> _Data records_
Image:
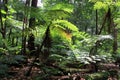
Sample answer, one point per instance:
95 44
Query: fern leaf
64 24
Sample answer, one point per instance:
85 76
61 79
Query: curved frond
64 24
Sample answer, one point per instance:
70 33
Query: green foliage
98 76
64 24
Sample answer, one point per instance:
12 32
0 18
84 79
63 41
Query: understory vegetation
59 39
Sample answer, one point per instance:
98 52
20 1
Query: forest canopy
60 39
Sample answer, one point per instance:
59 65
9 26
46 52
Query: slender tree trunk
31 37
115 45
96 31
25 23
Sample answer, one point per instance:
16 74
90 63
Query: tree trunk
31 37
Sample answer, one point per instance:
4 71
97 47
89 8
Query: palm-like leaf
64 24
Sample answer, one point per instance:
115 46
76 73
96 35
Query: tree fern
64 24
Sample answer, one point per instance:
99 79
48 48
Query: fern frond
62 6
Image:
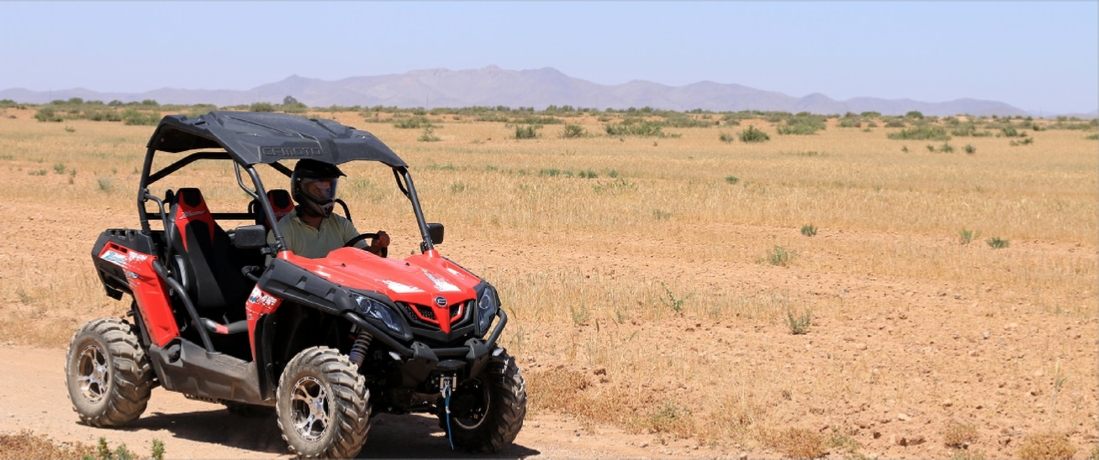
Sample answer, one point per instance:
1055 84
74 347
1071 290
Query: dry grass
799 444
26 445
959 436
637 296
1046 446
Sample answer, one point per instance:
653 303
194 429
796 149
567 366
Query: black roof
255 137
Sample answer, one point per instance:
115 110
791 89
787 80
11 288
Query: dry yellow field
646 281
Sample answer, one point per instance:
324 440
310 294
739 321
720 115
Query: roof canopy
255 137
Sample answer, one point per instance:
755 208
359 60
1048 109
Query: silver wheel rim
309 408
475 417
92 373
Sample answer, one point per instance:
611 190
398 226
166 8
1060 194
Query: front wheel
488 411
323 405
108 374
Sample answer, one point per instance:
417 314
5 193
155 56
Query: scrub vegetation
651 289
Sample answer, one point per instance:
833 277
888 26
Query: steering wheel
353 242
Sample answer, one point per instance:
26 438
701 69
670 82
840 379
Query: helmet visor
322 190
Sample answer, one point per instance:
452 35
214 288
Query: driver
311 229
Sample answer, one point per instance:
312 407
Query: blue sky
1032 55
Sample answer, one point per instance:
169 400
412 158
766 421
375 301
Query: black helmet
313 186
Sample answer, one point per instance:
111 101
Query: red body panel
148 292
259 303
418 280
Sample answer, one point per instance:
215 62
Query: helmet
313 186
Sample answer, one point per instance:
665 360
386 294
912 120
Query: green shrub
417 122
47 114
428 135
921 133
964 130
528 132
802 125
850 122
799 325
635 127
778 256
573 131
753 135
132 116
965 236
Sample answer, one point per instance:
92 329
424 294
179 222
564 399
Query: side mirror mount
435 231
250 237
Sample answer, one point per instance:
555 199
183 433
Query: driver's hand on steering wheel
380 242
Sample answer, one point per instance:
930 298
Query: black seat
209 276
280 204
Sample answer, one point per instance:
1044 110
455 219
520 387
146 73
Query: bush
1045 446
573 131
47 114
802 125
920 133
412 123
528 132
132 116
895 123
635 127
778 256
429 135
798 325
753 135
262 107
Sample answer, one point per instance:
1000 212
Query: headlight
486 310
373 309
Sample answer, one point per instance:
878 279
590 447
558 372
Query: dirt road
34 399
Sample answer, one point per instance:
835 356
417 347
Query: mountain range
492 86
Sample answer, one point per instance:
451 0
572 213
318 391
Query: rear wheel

> _What needs to be done_
Pictures are to be left out; everything else in the records gets retyped exactly.

> _Reply to the exercise_
Image:
Sample answer, one point per instance:
95 44
Query: fern leaf
64 24
Sample answer, one point per instance:
85 76
61 79
Query: curved frond
64 24
Sample answer, one point per instance:
70 33
Query: green foliage
98 76
64 24
Sample answer, one point per instance:
12 32
0 18
84 79
63 41
Query: understory vegetation
59 39
Sample answer, one point per instance:
98 52
20 1
Query: forest canopy
60 39
Sample answer, one point per instance:
59 65
9 26
46 52
Query: slender tree trunk
31 37
115 45
96 31
25 23
Sample answer, one point per instance:
16 74
90 63
Query: tree trunk
31 37
Sample answer, one point per instance:
4 71
97 47
89 8
Query: palm-like leaf
64 24
Sample answer, one point per instance:
115 46
76 73
96 35
Query: tree fern
64 24
Sample answer, one point per instance:
99 79
48 48
Query: fern frond
62 6
Image:
Sample answer, one point per instance:
1055 84
74 347
1071 290
Query: dry grass
799 444
26 445
959 436
637 296
1046 446
Sample answer, one point per instance:
653 303
194 429
796 149
567 366
Query: black roof
255 137
Sample answer, one point per instance:
115 110
791 89
787 80
11 288
Query: dry yellow field
646 281
Sample answer, one point per instance:
324 440
310 294
739 321
720 115
Query: roof canopy
255 137
Sample answer, one point per instance:
755 208
359 60
1048 109
Query: silver wheel rim
309 408
475 417
92 373
Sample answer, one point per instance:
611 190
398 226
166 8
1060 194
Query: front wheel
488 411
323 405
108 374
Sample answer, one point per instance:
417 314
5 193
155 56
Query: scrub vegetation
651 289
Sample answer, one point per instance:
833 277
888 26
Query: steering wheel
353 242
Sample answer, one point per instance:
26 438
701 69
670 82
840 379
Query: helmet visor
322 190
Sample answer, one point per instance:
452 35
214 288
Query: driver
311 229
Sample answer, one point per instance:
312 407
Query: blue sky
1032 55
Sample answer, one point per instance:
169 400
412 158
766 421
375 301
Query: black helmet
313 186
Sample answer, one point per instance:
111 101
Query: red body panel
148 292
259 303
418 280
Sample answer, one point per instance:
215 62
Query: helmet
313 186
Sample answer, one point per instance:
665 360
386 294
912 120
Query: green shrub
417 122
47 114
428 135
921 133
964 130
528 132
802 125
850 122
799 325
635 127
778 256
573 131
753 135
132 116
965 236
Sample answer, one point per instance:
92 329
424 294
179 222
564 399
Query: side mirror mount
435 231
250 237
Sample answer, one point per instance:
555 199
183 433
Query: driver's hand on steering wheel
380 242
Sample answer, one point per instance:
930 298
Query: black seat
209 276
280 204
Sample answer, one point per instance:
1044 110
455 219
520 387
146 73
Query: bush
1045 446
573 131
47 114
802 125
920 133
412 123
528 132
132 116
895 123
635 127
778 256
429 135
798 325
753 135
262 107
Sample answer, one point per instance:
1000 212
Query: headlight
486 310
373 309
Sample answer, one point per instance:
878 279
590 447
558 372
Query: dirt road
34 399
Sample answer, one point per instance:
835 356
417 347
Query: mountain range
492 86
Sample answer, one point per instance:
451 0
572 213
318 391
Query: rear wheel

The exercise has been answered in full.